Alors, elle le vit, l’entendit : le Ya-kurr, le lion marsupial que les esprits des ancêtres avaient ramené pour elle, afin qu’elle trouve son chemin jusqu’à eux. Loin de ce monde qui n’était plus le sien, dont elle ne voulait plus. Qu’étaient des dents en comparaison de ses canines aussi longues que des lames de machette ? Qu’étaient des griffes au regard de celles qui incurvaient l’extrémité de ses pattes ? Le cri qu’elle poussa résonna dans toute la vallée, dominant les rugissements du torrent, interrompant les hurlements des chiens. Ils reculèrent un instant, avant de comprendre qu’ils ne risquaient rien.
Puis, un ordre bref les encouragea. Ils se jetèrent sur elle. Elle ne cria pas. Ni quand le premier chien lui arracha un morceau du maigre biceps qu’elle avait instinctivement mis devant sa figure, ni quand le second..."
polar généalogique 10 étoiles

Deux histoires pour le prix d’une, quelle aubaine ! Christine Adamo a mis à profit ses connaissances, historiques et scientifiques, pour concocter ce polar original qui nous emmène d’Australie en Provence à la poursuite du passé, celui du peuplement originel de l’Australie et celui, plus proche, de Liz, jeune australienne en quête de mystérieuses origines françaises. On se passionne très vite pour le destin des nombreux personnages, passés dans le domaine de la mythologie, qui peuplent l’imaginaire et les rêves des peuples aborigènes. On se passionne tout autant pour la quête que va mener Liz, aidée par quelques autochtones de la Drôme provençale. Mais, rassurez-vous, on est bien loin du pensum scientifique ou philosophique que font craindre ces quelques mots d’introduction, car on trouve dans "Noir austral" des cadavres, du mystère, et un sympathique futur commissaire, tout frais émoulu de son école de police et déjà fin limier…

Jfp - La Selle en Hermoy (Loiret) - 76 ans - 21 novembre 2020


Evolution aborigène 7 étoiles

Je voudrais signaler l'édition au format poche, en ce mois de mai, avec une belle couverture, de "Noir austral" chez Gallimard/Folio Policier (ISBN 2070341577).

* * * * * * *

* Consigne: Les affirmations suivantes concordent-elles avec l'extrait sur « Noir austral » ? Répondez par oui ou par non pour chacune, en citant à l'identique les mots de l'extrait qui tranchent. (a) Le Ya-kurr est un lion marsupial. (b) Dans sa quête, Liz reçoit l'aide de quelques habitants de la Drôme provençale. (c) L'édition de poche signalée paraît chez Actes Sud. Appuyez-vous uniquement sur l'extrait.

(Éléments du jeu de données)

* * * * * * *

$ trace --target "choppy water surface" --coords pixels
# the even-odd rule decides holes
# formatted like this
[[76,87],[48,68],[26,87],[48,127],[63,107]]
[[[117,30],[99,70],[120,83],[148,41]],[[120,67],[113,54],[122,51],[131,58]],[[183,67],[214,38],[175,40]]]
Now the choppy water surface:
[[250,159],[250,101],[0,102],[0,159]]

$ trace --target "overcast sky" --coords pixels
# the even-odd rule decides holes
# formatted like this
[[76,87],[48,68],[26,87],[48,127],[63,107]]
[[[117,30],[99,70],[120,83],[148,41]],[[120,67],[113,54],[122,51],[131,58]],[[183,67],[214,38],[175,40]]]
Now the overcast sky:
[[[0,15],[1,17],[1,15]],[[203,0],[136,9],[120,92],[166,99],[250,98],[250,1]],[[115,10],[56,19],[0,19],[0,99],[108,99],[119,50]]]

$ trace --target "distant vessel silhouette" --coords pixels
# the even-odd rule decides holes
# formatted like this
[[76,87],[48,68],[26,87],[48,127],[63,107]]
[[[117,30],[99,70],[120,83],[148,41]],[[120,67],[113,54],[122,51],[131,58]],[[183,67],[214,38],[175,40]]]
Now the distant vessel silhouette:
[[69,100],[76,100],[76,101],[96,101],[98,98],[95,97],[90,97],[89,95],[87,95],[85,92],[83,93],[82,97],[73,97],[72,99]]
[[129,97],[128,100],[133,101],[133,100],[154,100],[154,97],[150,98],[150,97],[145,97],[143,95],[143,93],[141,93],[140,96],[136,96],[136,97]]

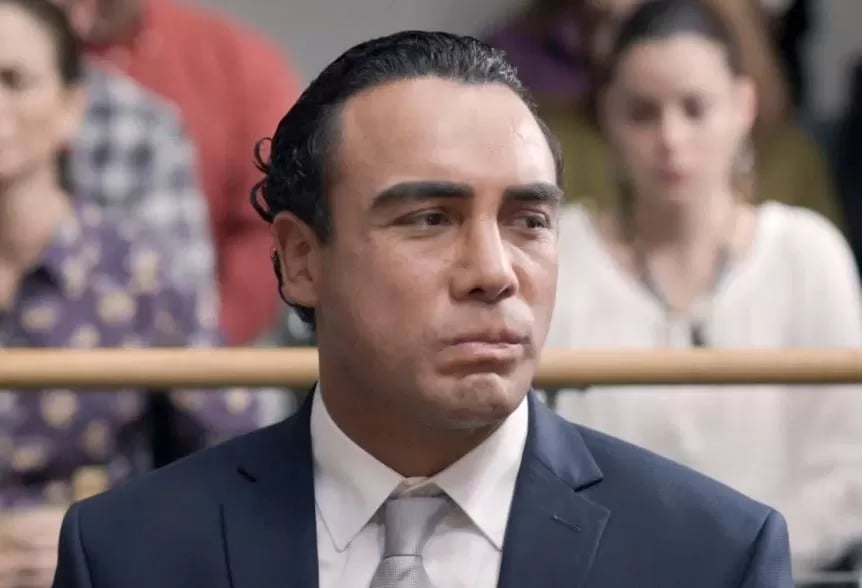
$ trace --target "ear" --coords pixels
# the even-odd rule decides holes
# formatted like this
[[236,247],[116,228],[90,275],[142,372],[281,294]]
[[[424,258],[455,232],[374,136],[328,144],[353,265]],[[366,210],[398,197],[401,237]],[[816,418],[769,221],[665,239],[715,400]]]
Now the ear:
[[736,83],[736,112],[741,136],[751,134],[757,122],[757,88],[749,77],[741,77]]
[[314,308],[320,288],[321,243],[314,230],[290,212],[272,221],[272,241],[281,271],[281,295],[293,304]]
[[83,84],[70,86],[64,92],[63,110],[60,115],[58,131],[61,142],[68,145],[75,138],[84,122],[89,101]]

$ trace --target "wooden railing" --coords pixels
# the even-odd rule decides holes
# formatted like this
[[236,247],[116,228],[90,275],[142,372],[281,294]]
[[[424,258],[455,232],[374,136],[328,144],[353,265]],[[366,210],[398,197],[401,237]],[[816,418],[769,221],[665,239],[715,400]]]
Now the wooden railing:
[[[301,349],[5,349],[0,389],[288,387],[312,384]],[[862,383],[862,350],[546,350],[540,388],[655,384]]]

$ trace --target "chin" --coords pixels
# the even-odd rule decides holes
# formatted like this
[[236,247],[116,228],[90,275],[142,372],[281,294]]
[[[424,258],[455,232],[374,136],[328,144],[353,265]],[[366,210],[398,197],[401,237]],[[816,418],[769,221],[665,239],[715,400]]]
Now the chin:
[[496,373],[470,374],[447,384],[438,388],[443,395],[433,402],[440,419],[453,428],[487,427],[504,421],[530,389],[529,383]]

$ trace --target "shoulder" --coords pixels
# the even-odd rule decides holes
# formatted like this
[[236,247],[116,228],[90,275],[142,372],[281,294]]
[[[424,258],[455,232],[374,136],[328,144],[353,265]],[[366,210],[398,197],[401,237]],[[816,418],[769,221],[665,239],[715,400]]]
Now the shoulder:
[[742,541],[747,546],[774,513],[688,467],[577,427],[604,474],[604,481],[591,493],[616,513],[618,524],[635,519],[660,521],[668,539],[691,540],[693,532],[707,532],[728,545]]
[[241,435],[77,503],[84,530],[104,539],[123,528],[180,530],[214,512],[217,523],[219,505],[243,481],[241,464],[257,452],[272,452],[283,426]]
[[[231,52],[235,60],[264,58],[269,61],[283,61],[282,51],[261,32],[254,30],[236,18],[208,7],[196,6],[185,2],[172,2],[170,18],[181,23],[179,30],[193,30],[199,38],[206,39],[208,45]],[[175,25],[176,26],[176,25]]]
[[649,586],[792,586],[778,512],[623,441],[581,435],[604,474],[583,494],[610,513],[593,568],[608,585],[649,570]]
[[813,210],[779,202],[761,205],[761,230],[793,261],[821,263],[851,257],[841,232],[825,216]]
[[87,63],[87,91],[91,114],[125,115],[150,122],[180,126],[179,108],[107,63]]

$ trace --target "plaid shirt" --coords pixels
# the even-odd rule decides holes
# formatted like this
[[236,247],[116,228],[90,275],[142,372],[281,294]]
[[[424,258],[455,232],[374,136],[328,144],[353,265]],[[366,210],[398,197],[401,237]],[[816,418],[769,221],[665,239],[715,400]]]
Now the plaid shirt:
[[88,67],[87,91],[71,150],[73,193],[136,219],[171,251],[170,279],[216,296],[209,211],[179,111],[101,64]]

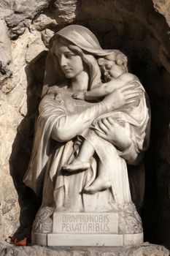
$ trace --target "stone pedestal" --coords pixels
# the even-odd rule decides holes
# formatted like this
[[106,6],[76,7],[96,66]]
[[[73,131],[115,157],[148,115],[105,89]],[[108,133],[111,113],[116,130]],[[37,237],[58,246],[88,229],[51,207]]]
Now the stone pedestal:
[[32,233],[32,244],[44,246],[127,246],[143,242],[141,220],[114,212],[55,212],[50,233]]

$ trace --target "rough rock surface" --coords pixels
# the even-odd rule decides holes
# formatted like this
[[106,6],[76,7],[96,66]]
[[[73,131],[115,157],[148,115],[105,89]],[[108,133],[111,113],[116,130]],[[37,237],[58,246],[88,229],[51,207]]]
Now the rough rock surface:
[[14,247],[0,244],[1,256],[169,256],[165,247],[145,243],[139,246],[124,247]]
[[[149,94],[152,129],[142,215],[146,241],[169,246],[169,0],[0,0],[1,237],[12,235],[19,220],[15,236],[29,236],[39,201],[22,181],[31,151],[48,42],[74,23],[91,29],[103,48],[123,50]],[[4,247],[2,252],[10,255],[13,249]],[[19,255],[23,249],[15,252]]]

* * * * * * *

* Réponse attendue:
(a) Oui : « le Ya-kurr, le lion marsupial que les esprits des ancêtres avaient ramené pour elle »
(b) Oui : « aidée par quelques autochtones de la Drôme provençale »
(c) Non : « chez Gallimard/Folio Policier »